**DATA PROVIDED**
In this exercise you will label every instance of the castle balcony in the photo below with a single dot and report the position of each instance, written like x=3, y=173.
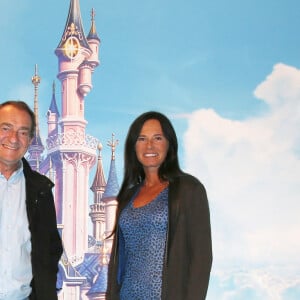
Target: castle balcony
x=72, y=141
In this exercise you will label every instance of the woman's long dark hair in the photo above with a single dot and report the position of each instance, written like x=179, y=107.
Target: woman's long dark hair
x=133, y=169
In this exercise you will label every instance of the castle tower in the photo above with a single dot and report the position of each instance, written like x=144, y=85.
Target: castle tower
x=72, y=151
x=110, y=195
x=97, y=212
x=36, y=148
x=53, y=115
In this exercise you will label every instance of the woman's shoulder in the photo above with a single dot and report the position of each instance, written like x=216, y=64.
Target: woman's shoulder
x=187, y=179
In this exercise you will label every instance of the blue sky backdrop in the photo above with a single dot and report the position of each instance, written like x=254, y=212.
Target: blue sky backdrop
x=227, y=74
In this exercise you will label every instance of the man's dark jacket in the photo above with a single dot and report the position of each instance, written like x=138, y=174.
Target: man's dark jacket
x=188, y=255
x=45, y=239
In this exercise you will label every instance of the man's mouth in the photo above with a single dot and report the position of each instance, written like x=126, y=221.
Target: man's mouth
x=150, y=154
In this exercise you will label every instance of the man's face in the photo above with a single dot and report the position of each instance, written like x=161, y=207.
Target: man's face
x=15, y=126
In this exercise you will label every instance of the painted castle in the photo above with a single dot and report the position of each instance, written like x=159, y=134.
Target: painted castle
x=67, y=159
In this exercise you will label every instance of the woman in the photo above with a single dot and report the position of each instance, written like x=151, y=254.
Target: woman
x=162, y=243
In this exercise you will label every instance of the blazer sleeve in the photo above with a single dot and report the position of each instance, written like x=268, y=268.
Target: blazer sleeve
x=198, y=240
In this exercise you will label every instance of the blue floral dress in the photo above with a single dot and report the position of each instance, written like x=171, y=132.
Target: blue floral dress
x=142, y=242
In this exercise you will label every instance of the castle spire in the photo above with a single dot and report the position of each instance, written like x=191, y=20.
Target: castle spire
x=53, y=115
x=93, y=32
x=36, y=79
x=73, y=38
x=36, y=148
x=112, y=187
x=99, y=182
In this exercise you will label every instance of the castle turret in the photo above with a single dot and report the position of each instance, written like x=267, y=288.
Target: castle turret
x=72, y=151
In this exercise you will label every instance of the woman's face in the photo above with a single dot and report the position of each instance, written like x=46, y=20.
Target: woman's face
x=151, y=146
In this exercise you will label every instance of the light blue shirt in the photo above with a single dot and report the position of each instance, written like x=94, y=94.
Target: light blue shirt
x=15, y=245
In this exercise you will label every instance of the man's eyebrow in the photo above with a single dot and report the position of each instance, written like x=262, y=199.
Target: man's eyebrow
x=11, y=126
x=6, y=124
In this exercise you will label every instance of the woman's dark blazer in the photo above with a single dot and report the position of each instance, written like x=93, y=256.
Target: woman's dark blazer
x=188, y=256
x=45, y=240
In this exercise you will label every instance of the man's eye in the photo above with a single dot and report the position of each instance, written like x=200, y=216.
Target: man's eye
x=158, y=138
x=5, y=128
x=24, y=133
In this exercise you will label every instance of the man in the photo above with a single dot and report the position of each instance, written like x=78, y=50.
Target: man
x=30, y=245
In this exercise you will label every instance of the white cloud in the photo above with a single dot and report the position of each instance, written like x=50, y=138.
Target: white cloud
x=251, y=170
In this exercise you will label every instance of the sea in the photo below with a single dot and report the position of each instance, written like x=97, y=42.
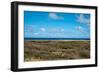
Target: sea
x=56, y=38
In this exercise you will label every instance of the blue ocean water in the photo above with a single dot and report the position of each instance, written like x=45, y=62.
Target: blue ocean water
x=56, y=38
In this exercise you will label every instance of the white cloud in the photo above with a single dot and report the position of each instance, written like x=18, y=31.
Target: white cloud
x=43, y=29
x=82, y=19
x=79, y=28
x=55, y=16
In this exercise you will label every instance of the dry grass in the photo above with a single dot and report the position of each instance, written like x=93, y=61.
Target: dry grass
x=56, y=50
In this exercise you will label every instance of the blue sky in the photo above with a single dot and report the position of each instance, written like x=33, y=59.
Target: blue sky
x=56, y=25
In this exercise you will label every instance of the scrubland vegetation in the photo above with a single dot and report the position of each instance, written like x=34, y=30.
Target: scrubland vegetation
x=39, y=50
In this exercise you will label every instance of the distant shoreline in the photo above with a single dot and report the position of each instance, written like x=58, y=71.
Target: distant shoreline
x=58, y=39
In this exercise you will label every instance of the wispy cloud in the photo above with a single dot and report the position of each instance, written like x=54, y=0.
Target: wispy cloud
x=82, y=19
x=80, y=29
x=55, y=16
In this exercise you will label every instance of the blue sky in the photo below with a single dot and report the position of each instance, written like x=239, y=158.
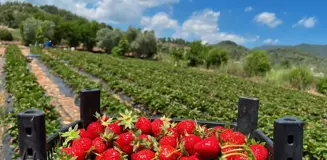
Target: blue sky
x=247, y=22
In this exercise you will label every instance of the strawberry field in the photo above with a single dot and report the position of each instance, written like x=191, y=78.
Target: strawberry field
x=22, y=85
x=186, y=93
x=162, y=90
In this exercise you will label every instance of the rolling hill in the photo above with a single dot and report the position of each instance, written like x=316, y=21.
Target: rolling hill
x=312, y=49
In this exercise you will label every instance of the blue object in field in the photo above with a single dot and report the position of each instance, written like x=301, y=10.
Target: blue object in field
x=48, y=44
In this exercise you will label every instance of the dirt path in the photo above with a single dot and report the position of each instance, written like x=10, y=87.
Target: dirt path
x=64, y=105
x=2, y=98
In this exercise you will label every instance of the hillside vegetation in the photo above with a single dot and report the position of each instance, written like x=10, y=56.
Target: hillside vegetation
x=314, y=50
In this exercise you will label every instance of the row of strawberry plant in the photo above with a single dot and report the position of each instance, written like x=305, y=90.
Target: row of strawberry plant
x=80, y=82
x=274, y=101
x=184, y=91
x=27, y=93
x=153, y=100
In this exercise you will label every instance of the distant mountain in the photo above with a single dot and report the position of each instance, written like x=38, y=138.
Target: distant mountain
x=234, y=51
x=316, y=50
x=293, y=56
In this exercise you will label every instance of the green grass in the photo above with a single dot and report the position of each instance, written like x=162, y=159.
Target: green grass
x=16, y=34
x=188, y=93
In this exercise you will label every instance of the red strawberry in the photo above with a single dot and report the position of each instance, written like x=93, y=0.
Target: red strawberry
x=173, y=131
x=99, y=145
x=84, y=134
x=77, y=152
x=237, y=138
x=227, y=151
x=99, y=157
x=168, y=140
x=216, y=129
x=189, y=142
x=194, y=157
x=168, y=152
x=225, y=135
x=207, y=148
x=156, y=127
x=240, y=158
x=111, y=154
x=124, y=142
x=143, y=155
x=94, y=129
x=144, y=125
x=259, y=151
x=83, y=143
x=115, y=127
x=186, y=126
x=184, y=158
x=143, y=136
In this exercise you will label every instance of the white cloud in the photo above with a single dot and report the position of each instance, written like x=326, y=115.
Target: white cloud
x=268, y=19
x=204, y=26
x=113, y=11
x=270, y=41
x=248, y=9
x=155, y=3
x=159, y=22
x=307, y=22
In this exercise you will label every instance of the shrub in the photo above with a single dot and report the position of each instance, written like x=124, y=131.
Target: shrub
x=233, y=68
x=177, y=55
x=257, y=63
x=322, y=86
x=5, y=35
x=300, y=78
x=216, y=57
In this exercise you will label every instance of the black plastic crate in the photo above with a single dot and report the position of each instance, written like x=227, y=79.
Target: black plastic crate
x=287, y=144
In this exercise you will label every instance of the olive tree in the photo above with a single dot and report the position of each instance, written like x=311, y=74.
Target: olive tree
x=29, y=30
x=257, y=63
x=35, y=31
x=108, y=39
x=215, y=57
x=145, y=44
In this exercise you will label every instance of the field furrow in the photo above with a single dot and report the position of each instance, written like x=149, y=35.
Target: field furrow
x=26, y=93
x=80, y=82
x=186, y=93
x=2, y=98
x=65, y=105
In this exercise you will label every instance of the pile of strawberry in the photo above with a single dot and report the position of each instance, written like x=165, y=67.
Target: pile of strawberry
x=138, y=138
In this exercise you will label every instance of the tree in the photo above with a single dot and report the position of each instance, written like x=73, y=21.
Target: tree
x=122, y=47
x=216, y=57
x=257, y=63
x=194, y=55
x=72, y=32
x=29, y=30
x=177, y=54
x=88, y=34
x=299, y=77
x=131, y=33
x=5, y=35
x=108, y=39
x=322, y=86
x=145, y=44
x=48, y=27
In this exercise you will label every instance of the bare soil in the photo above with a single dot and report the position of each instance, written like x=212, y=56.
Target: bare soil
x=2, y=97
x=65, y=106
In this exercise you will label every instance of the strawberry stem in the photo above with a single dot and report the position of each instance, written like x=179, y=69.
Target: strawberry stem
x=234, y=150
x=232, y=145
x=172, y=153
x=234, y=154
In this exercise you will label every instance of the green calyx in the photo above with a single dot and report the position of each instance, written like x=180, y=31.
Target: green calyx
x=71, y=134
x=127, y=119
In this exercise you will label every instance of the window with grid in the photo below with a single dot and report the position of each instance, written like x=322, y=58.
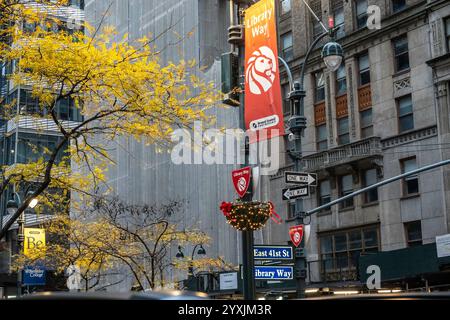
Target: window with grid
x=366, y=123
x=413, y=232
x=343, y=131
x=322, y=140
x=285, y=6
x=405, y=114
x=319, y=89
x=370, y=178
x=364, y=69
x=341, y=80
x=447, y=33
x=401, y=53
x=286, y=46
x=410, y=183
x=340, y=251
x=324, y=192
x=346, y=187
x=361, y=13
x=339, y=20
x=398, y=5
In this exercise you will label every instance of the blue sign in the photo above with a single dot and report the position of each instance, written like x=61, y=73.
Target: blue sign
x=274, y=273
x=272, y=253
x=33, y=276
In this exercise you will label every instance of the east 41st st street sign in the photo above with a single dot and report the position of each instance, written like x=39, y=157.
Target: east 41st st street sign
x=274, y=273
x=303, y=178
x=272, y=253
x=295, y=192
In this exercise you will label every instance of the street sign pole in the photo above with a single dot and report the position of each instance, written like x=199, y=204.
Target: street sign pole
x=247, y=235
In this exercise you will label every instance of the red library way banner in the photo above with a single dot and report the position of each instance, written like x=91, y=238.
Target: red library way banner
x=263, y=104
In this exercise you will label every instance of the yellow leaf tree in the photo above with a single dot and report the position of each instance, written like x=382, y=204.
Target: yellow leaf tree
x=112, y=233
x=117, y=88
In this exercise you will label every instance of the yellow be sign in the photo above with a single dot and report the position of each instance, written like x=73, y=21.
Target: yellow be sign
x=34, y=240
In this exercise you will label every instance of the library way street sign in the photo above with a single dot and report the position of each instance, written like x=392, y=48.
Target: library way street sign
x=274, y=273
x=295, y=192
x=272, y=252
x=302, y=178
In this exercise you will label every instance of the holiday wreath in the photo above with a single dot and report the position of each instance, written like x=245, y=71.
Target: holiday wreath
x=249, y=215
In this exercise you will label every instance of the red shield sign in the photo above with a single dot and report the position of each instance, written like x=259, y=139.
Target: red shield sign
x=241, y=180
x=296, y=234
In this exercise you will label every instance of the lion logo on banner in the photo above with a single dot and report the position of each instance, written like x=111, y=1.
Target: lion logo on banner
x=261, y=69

**WHAT IS REQUIRED**
Pull every line that holds the string "below" out of the records.

**COMPLETED TASK**
In this exercise you will label every instance of the castle balcony in the photo below with a single dot and report the position of each instance, written like x=3, y=173.
In this exercise you will label every instance of the sea in the photo below with a single dot and report the position of each instance, written like x=97, y=42.
In this exercise you will label every instance of the blue sky in the photo below with a single dot and report the position of each instance, written like x=239, y=158.
In this exercise you will label every instance of the window with grid in the photo below with a single dot and report the position of each instance, written like x=322, y=58.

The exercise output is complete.